__GIVEN PASSAGE__:
---------------

From: jessec@yang.earlham.edu
Subject: Modelling the universe: the possibility of error and deception.
Date: 14 Nov 91 15:33:44 EST
Message-ID: <1991Nov14.153344.13983@yang.earlham.edu>


Just a few thoughts from a wishy washy humanist here.

   Modelling the universe.  Wasn't it Laurie Anderson who, on her first 
glimpse of virtual reality, exclaimed, "There's no dirt in here"?

   I remember some things that Alvin Toffler said about computer models in
*Powershift*, which would be causes for despair, I think.  Given the
incredible complexity of current scientific problems, computer models are
indispensible, but they consitute another, deeper removal of the
scientific process from inspection by non-scientists.  Assumptions can be
written deeply into models, and they drastically affect the outcomes.  The
result is that politicians can use computer models to effect their own
ends, regardless of their true proximity to reality.  Trees cause smog.
Chop a tree and save the world, son.

   This isn't necessarily so new.  I am fascinated by the degree to which
all of our own philosophical models of the universe are shaped by our own
psychological needs and wishes and fears.  Nevertheless, the invisibility
of computer models combined with their gleam of scientific authority make
me distrustful.  Who programmed this thing, what were their controlling
interests, and what purpose...? Maybe Marxist theory would be the thing to
critique future scientific work by...

---------------

__STORED RECORDS__:
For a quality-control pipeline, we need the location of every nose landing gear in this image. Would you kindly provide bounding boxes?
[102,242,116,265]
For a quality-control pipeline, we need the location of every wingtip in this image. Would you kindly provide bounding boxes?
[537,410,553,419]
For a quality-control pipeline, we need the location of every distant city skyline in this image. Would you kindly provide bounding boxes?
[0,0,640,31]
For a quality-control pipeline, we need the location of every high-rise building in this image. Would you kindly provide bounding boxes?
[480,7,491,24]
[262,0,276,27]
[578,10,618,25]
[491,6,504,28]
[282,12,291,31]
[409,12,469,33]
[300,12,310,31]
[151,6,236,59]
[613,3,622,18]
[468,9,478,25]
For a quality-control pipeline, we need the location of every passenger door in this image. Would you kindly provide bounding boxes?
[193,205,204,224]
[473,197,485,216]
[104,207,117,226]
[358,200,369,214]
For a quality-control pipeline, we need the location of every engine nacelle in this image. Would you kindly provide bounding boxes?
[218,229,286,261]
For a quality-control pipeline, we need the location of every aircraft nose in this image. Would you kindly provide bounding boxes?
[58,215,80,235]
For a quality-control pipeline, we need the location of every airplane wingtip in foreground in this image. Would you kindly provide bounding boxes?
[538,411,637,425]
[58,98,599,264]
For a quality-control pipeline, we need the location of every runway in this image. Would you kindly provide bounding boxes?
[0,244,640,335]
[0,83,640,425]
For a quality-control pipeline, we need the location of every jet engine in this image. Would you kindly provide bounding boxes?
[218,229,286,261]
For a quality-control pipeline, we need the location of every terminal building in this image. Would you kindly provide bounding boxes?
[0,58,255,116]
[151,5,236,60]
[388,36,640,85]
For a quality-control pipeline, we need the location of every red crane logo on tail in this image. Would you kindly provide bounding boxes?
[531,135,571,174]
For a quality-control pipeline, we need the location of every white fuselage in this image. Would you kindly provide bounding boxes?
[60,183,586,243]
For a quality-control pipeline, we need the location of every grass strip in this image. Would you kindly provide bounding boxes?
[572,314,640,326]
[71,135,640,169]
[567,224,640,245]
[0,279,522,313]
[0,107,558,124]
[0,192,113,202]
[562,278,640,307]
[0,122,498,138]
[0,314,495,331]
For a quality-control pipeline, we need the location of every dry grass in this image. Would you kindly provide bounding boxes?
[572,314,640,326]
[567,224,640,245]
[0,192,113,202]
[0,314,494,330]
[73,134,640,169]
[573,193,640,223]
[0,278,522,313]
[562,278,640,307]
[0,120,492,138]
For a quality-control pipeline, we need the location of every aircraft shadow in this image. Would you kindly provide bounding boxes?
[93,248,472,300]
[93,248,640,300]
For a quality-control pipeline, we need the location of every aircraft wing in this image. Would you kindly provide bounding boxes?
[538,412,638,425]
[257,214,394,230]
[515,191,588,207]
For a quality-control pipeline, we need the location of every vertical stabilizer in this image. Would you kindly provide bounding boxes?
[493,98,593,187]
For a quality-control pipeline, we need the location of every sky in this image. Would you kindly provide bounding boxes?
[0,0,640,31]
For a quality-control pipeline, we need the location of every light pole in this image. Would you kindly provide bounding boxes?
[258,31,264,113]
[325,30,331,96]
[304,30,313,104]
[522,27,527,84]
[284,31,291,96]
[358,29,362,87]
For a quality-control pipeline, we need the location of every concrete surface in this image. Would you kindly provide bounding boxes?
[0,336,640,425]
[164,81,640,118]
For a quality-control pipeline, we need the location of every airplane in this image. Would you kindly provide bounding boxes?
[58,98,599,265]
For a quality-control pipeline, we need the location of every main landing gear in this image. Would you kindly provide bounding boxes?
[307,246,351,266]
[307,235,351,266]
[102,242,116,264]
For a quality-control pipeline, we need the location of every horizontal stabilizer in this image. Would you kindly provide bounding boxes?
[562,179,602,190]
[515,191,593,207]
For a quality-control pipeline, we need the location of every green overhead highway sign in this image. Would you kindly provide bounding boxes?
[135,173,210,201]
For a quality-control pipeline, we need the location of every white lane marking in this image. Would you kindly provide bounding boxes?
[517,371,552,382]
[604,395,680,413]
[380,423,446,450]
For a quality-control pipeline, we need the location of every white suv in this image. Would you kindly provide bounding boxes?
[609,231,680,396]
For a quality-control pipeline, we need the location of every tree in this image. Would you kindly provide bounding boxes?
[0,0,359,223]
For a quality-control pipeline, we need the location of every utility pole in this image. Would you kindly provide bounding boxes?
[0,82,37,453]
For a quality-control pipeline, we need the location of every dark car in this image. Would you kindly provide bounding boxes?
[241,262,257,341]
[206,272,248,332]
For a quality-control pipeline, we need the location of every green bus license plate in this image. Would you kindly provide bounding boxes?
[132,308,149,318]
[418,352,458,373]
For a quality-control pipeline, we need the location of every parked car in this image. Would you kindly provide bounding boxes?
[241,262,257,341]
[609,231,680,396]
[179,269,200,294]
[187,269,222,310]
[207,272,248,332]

---------------

__EXERCISE TASK 1__: Name every header field at the top of the post about modelling the universe.
__EXERCISE TASK 2__: Continue the post about modelling the universe after its final sentence.
The material that comes after the post about modelling the universe is separate from the post itself.

__ANSWER 1__: From, Subject, Date, Message-ID

__ANSWER 2__:
   I'm also reminded of what Milan Kundera said in *The Unbearable
Lightness of Being* (my god-- the most perfect novel ever written) about
*kitsch*.  This concept was extremely important to the philosophical
threads running through the book.  *Kitsch* is essentially a vision of an
ideal world (like that portrayed in the Socialist Realist paintings the
character Sabina so despised, with lots of noble peasants happily toiling
for the glorious Motherland)-- one with no shit, and no excitement, and
hence no conflicts over the acceptability of Creation.  Every ideology, he
says, has generated its own kitsch: communism, capitalism, feminism,
liberalism, Nazism, all have created a smooth-running model of a world
without "dirt".

   Yeah, I guess all of this hooks back into the big postmodern dilemna,
half of which is due to the scientific realizations that time and space
aren't those nice straightforward things they seem to be, and that a
butterfly's wings can affect world weather patterns.  What can you trust?
What Logic other than the grayest of Fuzzy describes the world anymore?

   Enough babbling, then.  Just a bit more fat to chew.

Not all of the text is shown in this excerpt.